● Requirement 1
In the news report on the Michelle Carter case, what caused Conrad Roy III's death?
● Requirement 2
From the news report on the Michelle Carter case, reproduce word for word the part that opens with the words containing "Michelle Carter, 20, was" and closes with "with his suicide.".

● Text provided

Start of Block

A disturbing first of its kind case involving a teen who urged her boyfriend to commit suicide via text messages has come to an end – but not without driving attention to the fact that every individual is indeed responsible for his or her words.
Michelle Carter, 20, was found guilty of involuntary manslaughter last month. This week, she was sentenced 2.5 years in prison, plus 5-years of probation.
In announcing her sentence, the Judge called Carter “reckless” for telling Conrad Roy III to get back in the truck she knew was a toxic environment.
Three years ago, 18-year-old Roy locked himself in his truck and died from carbon monoxide poisoning. Carter knew what he was doing and urged him to continue with his suicide.
When Roy got out of the truck, Carter told him to get back in.
In one message, she wrote, “You just need to do it, Conrad.”
Prior to his death, Roy had been texting with Carter about his thoughts of killing himself. Roy’s family knew he struggled with depression, but didn’t know about the texting between Roy and Carter. The couple only met two or three times in person.

End of Block

[Region pointing data]

Start of Block

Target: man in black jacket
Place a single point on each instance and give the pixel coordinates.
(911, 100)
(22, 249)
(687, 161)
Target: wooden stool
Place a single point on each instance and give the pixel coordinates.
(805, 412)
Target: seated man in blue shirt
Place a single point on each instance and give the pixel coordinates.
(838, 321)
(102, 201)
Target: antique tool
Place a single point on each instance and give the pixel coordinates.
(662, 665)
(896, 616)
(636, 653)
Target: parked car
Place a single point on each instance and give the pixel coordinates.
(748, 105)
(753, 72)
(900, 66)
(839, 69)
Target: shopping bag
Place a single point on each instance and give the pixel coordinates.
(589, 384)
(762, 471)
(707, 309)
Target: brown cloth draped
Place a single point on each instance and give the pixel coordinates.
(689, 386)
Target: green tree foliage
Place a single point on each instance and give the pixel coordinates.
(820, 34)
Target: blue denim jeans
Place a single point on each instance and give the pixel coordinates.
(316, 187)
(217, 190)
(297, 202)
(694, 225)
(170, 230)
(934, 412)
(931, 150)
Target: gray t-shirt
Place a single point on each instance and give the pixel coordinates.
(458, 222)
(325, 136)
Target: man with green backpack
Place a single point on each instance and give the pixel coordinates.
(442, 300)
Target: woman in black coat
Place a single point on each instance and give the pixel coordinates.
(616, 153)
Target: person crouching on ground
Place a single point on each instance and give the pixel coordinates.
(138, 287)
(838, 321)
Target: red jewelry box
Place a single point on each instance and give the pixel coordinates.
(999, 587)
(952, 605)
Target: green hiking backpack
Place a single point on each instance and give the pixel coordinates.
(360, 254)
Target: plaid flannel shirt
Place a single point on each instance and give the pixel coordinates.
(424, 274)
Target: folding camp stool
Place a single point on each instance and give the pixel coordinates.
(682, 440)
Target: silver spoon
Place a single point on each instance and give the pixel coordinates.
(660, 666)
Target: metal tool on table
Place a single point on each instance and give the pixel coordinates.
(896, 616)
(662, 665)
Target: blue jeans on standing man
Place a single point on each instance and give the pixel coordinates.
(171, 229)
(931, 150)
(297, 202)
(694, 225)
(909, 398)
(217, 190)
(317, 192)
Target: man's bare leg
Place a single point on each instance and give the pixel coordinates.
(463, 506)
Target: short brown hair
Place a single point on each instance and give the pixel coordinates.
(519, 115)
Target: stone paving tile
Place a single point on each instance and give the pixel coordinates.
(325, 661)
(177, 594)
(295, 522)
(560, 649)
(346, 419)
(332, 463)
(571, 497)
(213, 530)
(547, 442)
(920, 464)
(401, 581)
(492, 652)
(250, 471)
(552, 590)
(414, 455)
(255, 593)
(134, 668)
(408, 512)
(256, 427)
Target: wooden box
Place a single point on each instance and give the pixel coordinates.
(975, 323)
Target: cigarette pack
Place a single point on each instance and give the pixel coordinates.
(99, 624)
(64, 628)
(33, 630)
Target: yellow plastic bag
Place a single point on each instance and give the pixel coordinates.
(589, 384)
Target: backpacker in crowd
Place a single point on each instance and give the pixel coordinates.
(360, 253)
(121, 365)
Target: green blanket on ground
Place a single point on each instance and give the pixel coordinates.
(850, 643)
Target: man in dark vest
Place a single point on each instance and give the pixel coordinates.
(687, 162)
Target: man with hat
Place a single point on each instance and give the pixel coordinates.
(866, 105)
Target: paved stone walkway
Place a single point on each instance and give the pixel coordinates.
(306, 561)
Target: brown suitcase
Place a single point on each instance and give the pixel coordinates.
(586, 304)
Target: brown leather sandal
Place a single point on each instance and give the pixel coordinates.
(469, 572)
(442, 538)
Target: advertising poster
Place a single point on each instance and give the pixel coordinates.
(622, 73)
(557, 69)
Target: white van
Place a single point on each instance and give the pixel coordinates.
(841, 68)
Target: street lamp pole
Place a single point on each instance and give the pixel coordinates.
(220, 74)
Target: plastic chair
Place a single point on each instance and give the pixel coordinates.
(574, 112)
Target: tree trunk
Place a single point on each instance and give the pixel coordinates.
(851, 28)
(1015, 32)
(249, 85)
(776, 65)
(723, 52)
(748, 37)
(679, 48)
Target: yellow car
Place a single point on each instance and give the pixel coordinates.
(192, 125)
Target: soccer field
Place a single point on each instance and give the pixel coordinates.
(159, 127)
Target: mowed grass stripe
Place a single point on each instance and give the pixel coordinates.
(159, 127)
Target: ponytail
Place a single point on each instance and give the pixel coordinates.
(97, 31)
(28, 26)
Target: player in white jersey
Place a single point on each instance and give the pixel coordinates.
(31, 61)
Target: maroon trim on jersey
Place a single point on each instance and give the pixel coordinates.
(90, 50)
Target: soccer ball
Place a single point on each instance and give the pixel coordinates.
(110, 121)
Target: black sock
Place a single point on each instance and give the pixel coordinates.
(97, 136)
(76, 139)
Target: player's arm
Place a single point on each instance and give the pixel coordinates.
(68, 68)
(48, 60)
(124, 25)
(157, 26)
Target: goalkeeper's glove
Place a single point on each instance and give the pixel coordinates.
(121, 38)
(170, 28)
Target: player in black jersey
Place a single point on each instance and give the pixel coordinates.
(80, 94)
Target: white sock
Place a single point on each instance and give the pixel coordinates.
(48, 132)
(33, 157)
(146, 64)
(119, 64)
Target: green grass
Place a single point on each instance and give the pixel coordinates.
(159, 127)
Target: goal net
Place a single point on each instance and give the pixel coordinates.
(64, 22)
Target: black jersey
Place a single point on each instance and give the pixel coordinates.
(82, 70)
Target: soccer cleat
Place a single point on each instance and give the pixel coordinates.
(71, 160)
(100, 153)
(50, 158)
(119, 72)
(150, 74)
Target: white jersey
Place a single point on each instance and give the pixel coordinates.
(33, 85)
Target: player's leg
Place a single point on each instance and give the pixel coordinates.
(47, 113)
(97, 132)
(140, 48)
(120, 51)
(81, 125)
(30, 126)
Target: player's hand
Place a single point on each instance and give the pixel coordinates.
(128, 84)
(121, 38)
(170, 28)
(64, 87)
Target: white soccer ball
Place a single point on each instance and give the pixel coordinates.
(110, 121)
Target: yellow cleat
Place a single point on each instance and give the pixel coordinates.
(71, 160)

End of Block

● Answer 1
Carbon monoxide poisoning.

● Answer 2
Michelle Carter, 20, was found guilty of involuntary manslaughter last month. This week, she was sentenced 2.5 years in prison, plus 5-years of probation.
In announcing her sentence, the Judge called Carter “reckless” for telling Conrad Roy III to get back in the truck she knew was a toxic environment.
Three years ago, 18-year-old Roy locked himself in his truck and died from carbon monoxide poisoning. Carter knew what he was doing and urged him to continue with his suicide.